(Records from an annotation dataset)
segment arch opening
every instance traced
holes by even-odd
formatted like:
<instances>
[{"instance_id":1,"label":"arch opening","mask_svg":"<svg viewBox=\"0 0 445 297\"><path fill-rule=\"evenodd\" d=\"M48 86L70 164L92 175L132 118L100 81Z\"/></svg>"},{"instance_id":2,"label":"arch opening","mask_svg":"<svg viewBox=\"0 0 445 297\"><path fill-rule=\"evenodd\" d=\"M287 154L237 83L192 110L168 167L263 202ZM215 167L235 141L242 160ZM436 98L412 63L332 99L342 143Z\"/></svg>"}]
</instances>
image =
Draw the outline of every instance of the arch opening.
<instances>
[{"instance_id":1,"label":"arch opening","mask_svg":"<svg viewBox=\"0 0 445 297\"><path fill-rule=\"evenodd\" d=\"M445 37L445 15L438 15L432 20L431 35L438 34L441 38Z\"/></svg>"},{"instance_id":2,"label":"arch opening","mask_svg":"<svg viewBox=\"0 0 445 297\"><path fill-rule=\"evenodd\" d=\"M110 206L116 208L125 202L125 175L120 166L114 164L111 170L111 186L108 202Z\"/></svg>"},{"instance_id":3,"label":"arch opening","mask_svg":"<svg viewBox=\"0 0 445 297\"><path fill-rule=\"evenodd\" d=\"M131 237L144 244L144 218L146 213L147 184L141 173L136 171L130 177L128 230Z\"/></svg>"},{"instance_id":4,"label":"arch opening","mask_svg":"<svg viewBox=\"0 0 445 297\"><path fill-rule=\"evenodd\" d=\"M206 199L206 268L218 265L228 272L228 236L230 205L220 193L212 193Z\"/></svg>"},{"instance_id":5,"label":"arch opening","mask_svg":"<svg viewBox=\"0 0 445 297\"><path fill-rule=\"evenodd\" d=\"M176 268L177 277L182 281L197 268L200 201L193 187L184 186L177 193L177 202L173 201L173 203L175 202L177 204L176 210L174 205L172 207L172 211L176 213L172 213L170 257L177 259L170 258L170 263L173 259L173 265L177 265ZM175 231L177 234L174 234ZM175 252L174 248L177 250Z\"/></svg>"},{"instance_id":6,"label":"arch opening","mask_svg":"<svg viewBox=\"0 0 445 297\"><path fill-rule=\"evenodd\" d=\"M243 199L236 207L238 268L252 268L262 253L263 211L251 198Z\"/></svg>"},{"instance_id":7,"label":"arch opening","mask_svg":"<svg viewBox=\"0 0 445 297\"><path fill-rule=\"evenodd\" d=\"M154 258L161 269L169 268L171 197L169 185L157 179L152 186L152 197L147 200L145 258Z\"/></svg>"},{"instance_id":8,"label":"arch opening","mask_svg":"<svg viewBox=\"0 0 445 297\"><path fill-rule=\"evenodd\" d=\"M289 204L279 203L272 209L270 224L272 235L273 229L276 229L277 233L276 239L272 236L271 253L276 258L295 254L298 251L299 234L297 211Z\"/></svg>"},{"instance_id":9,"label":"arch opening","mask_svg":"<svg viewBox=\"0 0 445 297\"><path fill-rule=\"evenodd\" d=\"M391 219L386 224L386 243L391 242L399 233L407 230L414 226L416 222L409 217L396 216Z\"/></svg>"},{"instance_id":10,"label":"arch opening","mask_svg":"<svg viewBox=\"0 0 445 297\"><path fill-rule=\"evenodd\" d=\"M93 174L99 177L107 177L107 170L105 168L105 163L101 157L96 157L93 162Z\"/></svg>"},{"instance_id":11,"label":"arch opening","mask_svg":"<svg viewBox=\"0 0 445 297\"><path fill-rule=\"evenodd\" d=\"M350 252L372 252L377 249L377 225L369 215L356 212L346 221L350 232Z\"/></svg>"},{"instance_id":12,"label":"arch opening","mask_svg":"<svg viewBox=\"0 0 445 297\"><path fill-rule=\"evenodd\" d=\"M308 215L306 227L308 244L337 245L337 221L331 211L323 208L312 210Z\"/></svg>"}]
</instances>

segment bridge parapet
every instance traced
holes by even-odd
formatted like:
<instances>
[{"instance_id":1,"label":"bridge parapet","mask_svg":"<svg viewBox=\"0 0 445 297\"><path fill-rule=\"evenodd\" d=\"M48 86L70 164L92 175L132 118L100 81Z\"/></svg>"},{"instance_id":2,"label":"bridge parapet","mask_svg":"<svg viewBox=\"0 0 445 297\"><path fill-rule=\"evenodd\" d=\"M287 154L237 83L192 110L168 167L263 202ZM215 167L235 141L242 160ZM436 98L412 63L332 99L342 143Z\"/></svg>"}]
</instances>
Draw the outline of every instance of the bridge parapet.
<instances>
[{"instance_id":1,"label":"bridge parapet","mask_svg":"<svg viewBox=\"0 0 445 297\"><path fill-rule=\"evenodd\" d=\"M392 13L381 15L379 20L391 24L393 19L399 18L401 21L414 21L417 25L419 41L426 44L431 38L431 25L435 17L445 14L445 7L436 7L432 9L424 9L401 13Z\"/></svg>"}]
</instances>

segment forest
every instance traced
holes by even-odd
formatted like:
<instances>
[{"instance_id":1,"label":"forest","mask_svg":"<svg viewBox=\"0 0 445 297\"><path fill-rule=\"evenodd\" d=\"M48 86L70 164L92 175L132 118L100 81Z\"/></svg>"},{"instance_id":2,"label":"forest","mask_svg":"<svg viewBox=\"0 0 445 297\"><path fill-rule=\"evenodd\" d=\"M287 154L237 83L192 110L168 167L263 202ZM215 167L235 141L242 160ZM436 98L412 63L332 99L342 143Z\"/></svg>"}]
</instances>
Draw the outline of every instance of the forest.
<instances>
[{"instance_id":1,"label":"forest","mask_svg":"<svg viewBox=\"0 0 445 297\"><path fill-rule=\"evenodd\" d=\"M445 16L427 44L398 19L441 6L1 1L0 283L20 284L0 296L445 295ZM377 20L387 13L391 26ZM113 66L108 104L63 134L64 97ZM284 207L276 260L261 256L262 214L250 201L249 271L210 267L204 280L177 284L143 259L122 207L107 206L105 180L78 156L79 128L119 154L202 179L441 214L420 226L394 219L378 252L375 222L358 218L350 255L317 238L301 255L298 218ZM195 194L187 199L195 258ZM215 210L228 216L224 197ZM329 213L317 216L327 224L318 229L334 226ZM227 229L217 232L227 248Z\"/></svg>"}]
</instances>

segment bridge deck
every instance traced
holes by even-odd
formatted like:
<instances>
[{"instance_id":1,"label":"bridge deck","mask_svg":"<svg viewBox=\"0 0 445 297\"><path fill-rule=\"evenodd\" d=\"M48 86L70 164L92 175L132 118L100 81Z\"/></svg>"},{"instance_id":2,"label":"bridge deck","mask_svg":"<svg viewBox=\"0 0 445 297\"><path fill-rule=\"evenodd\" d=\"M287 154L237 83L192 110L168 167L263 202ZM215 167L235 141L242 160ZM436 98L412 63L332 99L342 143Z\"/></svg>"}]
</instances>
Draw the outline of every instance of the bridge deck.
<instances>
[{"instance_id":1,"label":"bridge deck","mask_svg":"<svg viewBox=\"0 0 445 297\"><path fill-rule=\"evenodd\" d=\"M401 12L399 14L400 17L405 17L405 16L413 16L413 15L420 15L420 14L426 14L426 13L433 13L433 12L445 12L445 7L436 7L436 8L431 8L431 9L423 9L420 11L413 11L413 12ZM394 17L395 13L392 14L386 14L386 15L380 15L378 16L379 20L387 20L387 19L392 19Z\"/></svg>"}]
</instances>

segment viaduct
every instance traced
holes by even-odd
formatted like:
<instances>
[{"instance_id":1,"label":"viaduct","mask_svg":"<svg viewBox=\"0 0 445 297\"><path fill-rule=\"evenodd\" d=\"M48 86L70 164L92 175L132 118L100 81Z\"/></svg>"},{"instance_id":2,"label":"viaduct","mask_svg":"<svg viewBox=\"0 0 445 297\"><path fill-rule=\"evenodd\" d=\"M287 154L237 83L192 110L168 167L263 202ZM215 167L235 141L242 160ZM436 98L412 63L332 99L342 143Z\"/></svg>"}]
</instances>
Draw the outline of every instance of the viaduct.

■ Task
Nothing but the lines from the one with "segment viaduct" through the end of the data above should be repeated, each exactly as it stands.

■ Problem solution
segment viaduct
every instance traced
holes by even-odd
formatted like:
<instances>
[{"instance_id":1,"label":"viaduct","mask_svg":"<svg viewBox=\"0 0 445 297\"><path fill-rule=\"evenodd\" d=\"M48 86L70 164L92 175L132 118L100 81Z\"/></svg>"},{"instance_id":2,"label":"viaduct","mask_svg":"<svg viewBox=\"0 0 445 297\"><path fill-rule=\"evenodd\" d=\"M287 154L237 83L192 110L168 167L263 202ZM215 167L235 141L242 160ZM436 98L412 63L332 99L342 143Z\"/></svg>"}]
</instances>
Draw the outline of every instance of the viaduct.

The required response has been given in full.